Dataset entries
○ ○ ○

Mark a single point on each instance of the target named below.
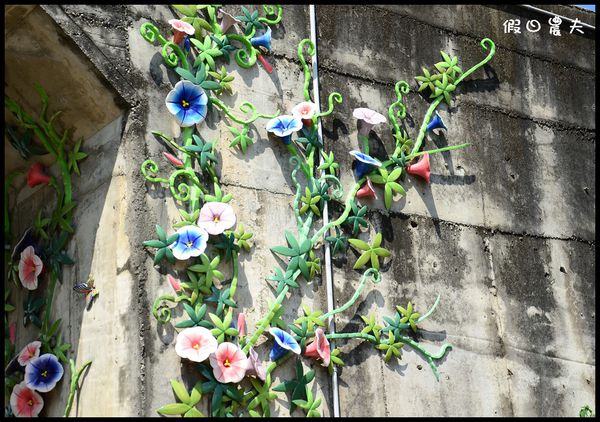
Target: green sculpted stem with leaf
(207, 237)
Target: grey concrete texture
(133, 355)
(514, 166)
(514, 269)
(505, 232)
(386, 50)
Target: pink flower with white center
(216, 217)
(195, 344)
(32, 350)
(25, 402)
(180, 29)
(305, 111)
(229, 363)
(255, 366)
(368, 118)
(319, 348)
(174, 283)
(30, 266)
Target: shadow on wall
(37, 51)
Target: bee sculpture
(88, 290)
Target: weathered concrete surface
(37, 51)
(505, 232)
(133, 356)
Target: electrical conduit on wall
(328, 268)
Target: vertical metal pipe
(327, 266)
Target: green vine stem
(244, 58)
(428, 356)
(75, 375)
(344, 216)
(364, 139)
(365, 336)
(295, 154)
(338, 192)
(376, 277)
(234, 277)
(270, 10)
(294, 160)
(334, 96)
(189, 167)
(485, 44)
(7, 184)
(175, 56)
(49, 138)
(266, 321)
(307, 77)
(400, 88)
(246, 107)
(150, 33)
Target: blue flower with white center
(263, 41)
(364, 163)
(191, 242)
(436, 123)
(42, 373)
(284, 343)
(187, 101)
(284, 126)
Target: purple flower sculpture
(284, 343)
(191, 242)
(364, 163)
(187, 102)
(42, 374)
(284, 126)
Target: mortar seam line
(458, 33)
(553, 124)
(400, 214)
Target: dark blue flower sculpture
(284, 126)
(364, 163)
(263, 41)
(284, 343)
(187, 102)
(436, 123)
(42, 374)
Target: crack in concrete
(236, 185)
(495, 306)
(550, 356)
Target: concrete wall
(505, 232)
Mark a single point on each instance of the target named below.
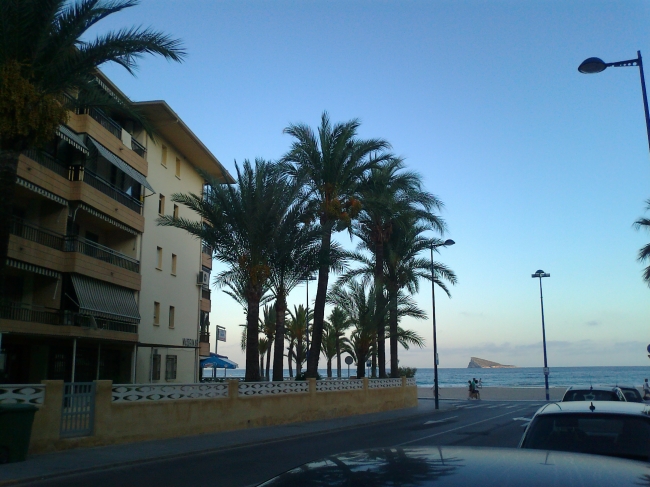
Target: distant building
(96, 290)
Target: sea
(519, 377)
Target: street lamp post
(540, 273)
(596, 65)
(446, 243)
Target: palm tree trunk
(252, 339)
(380, 306)
(319, 304)
(393, 334)
(278, 356)
(338, 357)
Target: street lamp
(597, 65)
(540, 273)
(446, 243)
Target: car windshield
(601, 434)
(590, 395)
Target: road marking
(458, 428)
(440, 420)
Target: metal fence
(78, 411)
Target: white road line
(458, 428)
(441, 420)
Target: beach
(496, 393)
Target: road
(467, 424)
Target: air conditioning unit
(203, 279)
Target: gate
(78, 411)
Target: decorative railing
(384, 383)
(34, 233)
(271, 388)
(339, 385)
(71, 318)
(108, 189)
(99, 252)
(22, 394)
(48, 161)
(27, 312)
(138, 148)
(167, 392)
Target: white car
(613, 428)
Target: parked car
(618, 429)
(593, 393)
(464, 466)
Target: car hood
(467, 466)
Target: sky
(539, 166)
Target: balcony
(12, 310)
(97, 251)
(111, 191)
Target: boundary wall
(140, 412)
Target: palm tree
(239, 222)
(644, 252)
(405, 269)
(330, 167)
(360, 307)
(45, 53)
(339, 322)
(387, 192)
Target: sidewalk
(69, 462)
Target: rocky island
(479, 363)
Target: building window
(170, 367)
(155, 367)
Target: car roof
(453, 466)
(607, 407)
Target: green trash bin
(15, 430)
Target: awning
(105, 300)
(121, 165)
(43, 192)
(72, 138)
(218, 362)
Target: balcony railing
(48, 161)
(26, 312)
(99, 252)
(34, 233)
(109, 190)
(75, 319)
(138, 148)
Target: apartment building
(96, 290)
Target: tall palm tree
(330, 167)
(405, 269)
(45, 53)
(387, 192)
(644, 252)
(339, 322)
(239, 222)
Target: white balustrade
(339, 385)
(167, 392)
(22, 394)
(270, 388)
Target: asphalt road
(498, 424)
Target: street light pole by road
(446, 243)
(596, 65)
(540, 273)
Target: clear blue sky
(540, 167)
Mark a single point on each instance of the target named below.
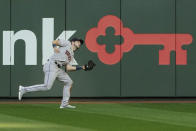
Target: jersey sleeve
(63, 43)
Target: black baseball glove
(89, 66)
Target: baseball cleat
(20, 93)
(67, 106)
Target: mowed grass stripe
(143, 113)
(18, 123)
(101, 116)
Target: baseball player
(57, 67)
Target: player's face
(77, 44)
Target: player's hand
(89, 66)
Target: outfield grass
(100, 117)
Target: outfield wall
(27, 28)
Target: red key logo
(170, 42)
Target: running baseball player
(57, 67)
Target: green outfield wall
(109, 28)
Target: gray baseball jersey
(51, 71)
(65, 55)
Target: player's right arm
(55, 43)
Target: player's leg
(64, 77)
(50, 76)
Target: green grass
(99, 117)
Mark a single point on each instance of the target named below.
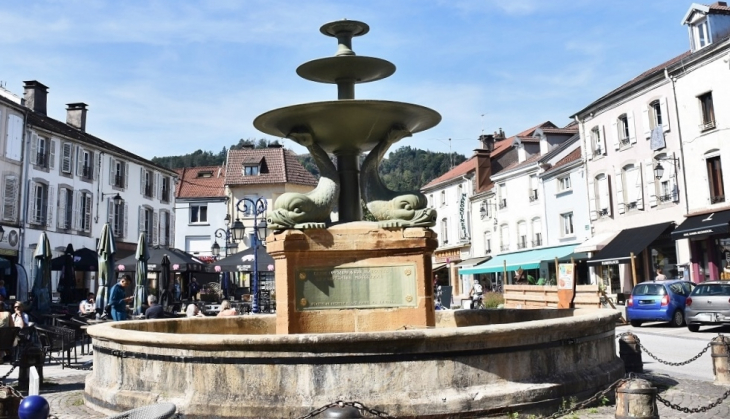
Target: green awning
(530, 259)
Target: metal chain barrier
(674, 364)
(340, 403)
(596, 398)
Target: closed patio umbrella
(67, 283)
(106, 252)
(164, 282)
(42, 276)
(142, 255)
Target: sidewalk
(64, 389)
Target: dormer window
(250, 170)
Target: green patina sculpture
(312, 209)
(347, 128)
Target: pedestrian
(194, 289)
(118, 300)
(155, 310)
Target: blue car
(658, 301)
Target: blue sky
(170, 76)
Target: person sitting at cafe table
(87, 306)
(118, 299)
(226, 309)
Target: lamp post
(256, 208)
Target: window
(39, 211)
(504, 237)
(84, 205)
(198, 214)
(65, 208)
(714, 178)
(566, 224)
(118, 173)
(533, 188)
(84, 164)
(67, 158)
(597, 143)
(623, 130)
(564, 183)
(250, 170)
(708, 111)
(147, 183)
(502, 195)
(10, 198)
(444, 230)
(521, 235)
(165, 189)
(117, 217)
(629, 189)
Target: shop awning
(526, 260)
(473, 262)
(631, 240)
(595, 243)
(703, 225)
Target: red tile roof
(278, 165)
(193, 185)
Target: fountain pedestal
(353, 277)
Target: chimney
(35, 96)
(76, 115)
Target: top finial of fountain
(344, 30)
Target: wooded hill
(405, 169)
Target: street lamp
(256, 208)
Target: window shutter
(87, 214)
(66, 150)
(650, 184)
(124, 228)
(77, 210)
(10, 197)
(620, 203)
(639, 190)
(52, 155)
(31, 204)
(646, 121)
(112, 172)
(61, 217)
(592, 200)
(632, 127)
(665, 113)
(51, 205)
(34, 149)
(155, 229)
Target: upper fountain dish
(346, 128)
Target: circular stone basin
(347, 126)
(475, 362)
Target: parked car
(661, 301)
(709, 304)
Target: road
(676, 344)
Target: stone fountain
(355, 312)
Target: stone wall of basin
(473, 362)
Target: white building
(702, 89)
(70, 178)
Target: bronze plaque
(356, 287)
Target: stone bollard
(720, 366)
(630, 352)
(345, 412)
(636, 399)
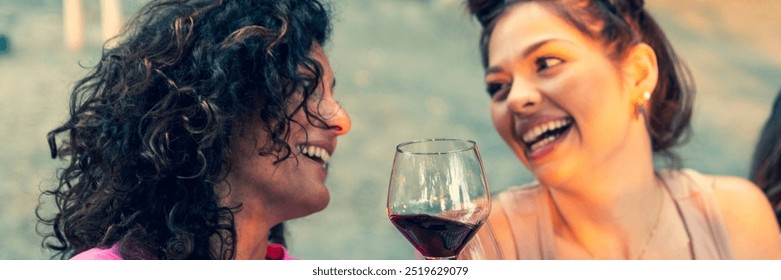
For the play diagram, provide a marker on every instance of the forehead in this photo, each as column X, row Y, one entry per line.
column 526, row 24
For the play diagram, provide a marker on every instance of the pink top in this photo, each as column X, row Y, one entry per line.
column 273, row 252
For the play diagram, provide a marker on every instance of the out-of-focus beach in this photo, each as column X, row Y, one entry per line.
column 405, row 70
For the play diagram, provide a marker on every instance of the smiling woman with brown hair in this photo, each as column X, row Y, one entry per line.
column 206, row 126
column 588, row 93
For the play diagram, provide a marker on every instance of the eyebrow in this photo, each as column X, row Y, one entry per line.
column 526, row 52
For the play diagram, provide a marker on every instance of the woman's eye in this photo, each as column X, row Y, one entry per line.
column 495, row 89
column 545, row 62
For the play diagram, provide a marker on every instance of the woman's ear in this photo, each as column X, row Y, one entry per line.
column 640, row 70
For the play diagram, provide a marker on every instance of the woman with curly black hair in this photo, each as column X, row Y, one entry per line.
column 766, row 162
column 204, row 128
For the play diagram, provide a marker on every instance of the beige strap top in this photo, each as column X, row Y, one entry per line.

○ ○ ○

**Task goal**
All lines from the one containing "the woman's ear" through the final line of the records above are to be set down exactly, and no other line is to appear.

**Response**
For the play diagram, provide a marker on every instance of the woman's ear in this photo, each as column X, row Y, one entry per line.
column 640, row 70
For the play diagram, provide a marker on every instance of the woman with curly black hair in this photo, each as column X, row Y, one entry per line.
column 766, row 162
column 204, row 128
For the play diagram, provide a marker on every instance of the beige strap top in this photo, each as column X, row Y, one entry per line.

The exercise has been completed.